[START OF Input material]

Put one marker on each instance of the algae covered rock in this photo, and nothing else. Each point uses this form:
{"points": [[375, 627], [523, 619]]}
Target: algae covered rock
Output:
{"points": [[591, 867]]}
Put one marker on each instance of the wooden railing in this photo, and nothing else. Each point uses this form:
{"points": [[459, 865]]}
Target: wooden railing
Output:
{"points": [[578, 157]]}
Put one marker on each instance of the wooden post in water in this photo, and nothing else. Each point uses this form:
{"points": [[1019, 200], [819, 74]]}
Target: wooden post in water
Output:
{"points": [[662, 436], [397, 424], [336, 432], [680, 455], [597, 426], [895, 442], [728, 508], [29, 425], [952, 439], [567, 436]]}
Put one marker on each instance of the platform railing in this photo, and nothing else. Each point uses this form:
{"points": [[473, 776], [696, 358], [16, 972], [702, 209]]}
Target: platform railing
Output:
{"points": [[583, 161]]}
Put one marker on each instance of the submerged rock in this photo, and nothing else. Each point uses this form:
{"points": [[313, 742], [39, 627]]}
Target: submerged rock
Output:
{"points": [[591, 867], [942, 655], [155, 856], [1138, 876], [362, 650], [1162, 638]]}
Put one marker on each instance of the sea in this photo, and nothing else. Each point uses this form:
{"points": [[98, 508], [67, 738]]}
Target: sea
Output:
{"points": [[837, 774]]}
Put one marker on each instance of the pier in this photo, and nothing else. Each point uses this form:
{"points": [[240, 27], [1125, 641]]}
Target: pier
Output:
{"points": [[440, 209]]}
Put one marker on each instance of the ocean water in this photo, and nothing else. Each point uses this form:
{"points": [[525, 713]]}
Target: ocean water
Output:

[END OF Input material]

◆ Work required
Reproduce these rows line for line, with no changes.

◆ Worked answer
Put one marker on each instance of the algae covered rock in this photo, and nothing else. Each point uses this form:
{"points": [[375, 627], [523, 619]]}
Target: algae covered rock
Output:
{"points": [[591, 867]]}
Put one marker on each instance of the wooden railing in this photo, and nothing else. Each point uses this form:
{"points": [[459, 865]]}
Target: wooden railing
Output:
{"points": [[578, 157]]}
Put one marker on each instance of the wooden post in water in this photo, and nothing else. Each point uses this form:
{"points": [[1019, 200], [819, 74]]}
Target: wooden post in water
Output:
{"points": [[662, 436], [397, 424], [336, 432], [680, 455], [597, 426], [895, 442], [728, 508], [29, 425], [952, 439], [567, 436]]}
Put one marker on each instance of the platform railing in this photo, and nothing else. Each point uses this form:
{"points": [[473, 776], [696, 358], [16, 972], [702, 209]]}
Target: platform railing
Output:
{"points": [[583, 161]]}
Put one marker on each instance of the submerged rock in this photo, and nothing else. Each point uses this form:
{"points": [[313, 742], [39, 627]]}
Target: submerged rock
Output:
{"points": [[591, 867], [942, 655], [155, 856], [1138, 876], [362, 650], [1162, 638]]}
Put one marker on each instance of the sea in this photo, and nothing else. Each point uses this form:
{"points": [[98, 508], [67, 738]]}
Target: sea
Output:
{"points": [[837, 774]]}
Put one marker on each instance of the pier in this photo, and nothing else. Each point uses this form:
{"points": [[240, 27], [1125, 641]]}
Target: pier
Output:
{"points": [[440, 209]]}
Put one marker on each instance of the ocean water in this photo, and nothing else. Each point uses this form:
{"points": [[525, 713]]}
Target: ocean water
Output:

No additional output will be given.